[Work instructions] How many lines of the listing below contain the string "truck", with case counting? Reply with the number only.

[Data for the task]
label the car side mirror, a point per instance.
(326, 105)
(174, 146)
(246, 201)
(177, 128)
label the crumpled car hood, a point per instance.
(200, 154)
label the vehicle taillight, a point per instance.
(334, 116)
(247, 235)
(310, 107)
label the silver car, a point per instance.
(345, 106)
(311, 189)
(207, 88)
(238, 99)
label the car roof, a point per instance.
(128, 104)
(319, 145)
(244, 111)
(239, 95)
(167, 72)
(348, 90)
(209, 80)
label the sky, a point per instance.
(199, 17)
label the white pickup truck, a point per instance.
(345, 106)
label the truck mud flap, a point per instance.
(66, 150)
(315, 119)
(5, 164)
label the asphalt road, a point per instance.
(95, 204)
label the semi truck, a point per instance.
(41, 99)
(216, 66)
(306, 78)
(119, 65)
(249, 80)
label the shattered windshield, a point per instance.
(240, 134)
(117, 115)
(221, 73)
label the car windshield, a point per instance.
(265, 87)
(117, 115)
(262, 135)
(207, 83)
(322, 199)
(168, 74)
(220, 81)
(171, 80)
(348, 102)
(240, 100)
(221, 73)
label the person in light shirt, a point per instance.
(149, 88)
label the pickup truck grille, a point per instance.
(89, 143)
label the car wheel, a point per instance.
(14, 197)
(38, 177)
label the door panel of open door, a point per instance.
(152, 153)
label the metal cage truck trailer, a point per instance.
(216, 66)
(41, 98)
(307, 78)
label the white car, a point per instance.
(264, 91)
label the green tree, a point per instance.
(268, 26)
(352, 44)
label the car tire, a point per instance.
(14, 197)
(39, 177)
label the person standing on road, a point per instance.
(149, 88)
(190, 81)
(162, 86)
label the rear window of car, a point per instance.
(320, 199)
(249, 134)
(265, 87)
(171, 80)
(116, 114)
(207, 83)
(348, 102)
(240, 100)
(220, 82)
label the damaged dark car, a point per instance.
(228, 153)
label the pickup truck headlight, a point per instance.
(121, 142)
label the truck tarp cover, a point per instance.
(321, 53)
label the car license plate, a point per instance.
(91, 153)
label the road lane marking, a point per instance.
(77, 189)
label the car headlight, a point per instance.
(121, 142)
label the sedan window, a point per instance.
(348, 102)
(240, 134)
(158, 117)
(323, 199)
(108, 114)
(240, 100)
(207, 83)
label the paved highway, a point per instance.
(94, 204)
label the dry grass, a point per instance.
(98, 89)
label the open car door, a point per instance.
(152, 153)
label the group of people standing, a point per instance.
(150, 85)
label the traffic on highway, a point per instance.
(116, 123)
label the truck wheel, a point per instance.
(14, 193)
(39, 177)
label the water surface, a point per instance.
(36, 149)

==

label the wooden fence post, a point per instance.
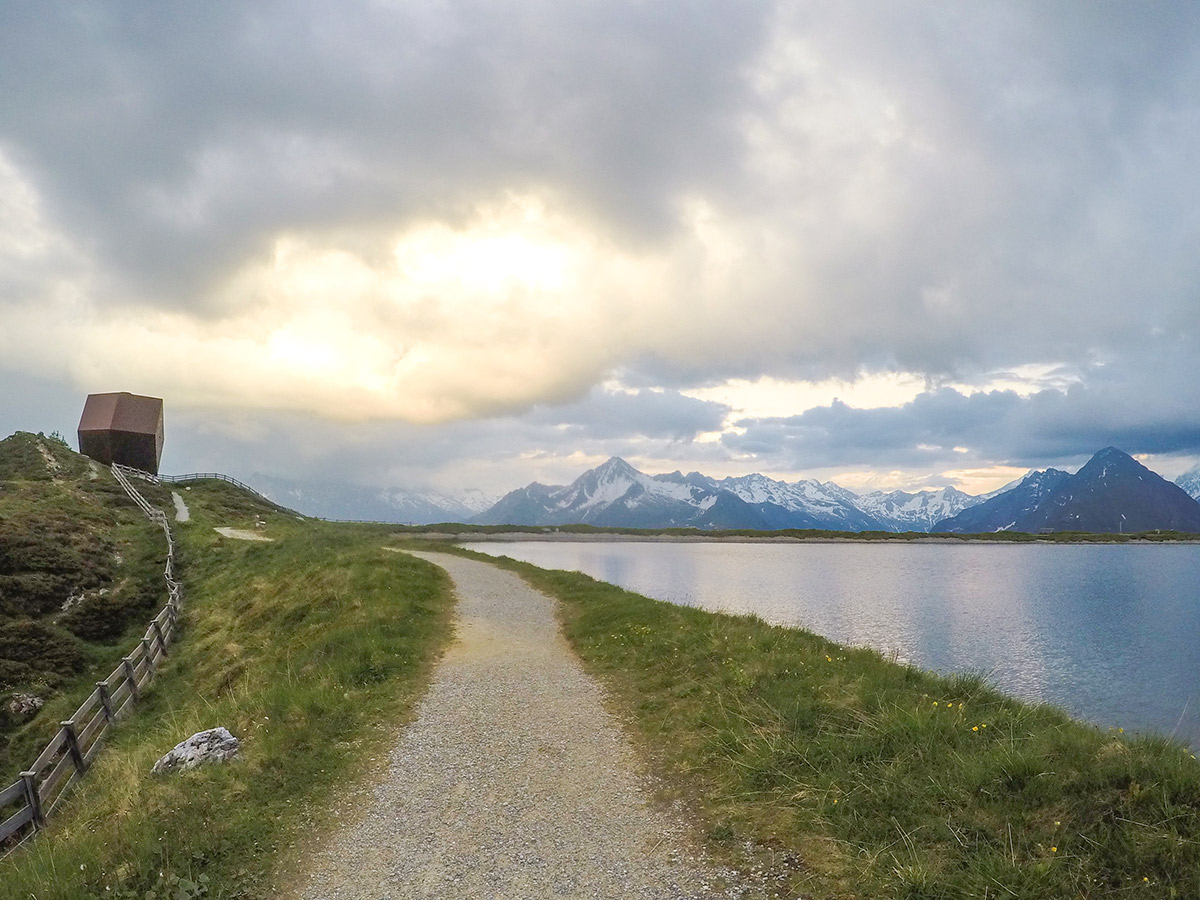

---

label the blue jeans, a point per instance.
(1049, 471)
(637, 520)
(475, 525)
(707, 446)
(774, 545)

[Result] 8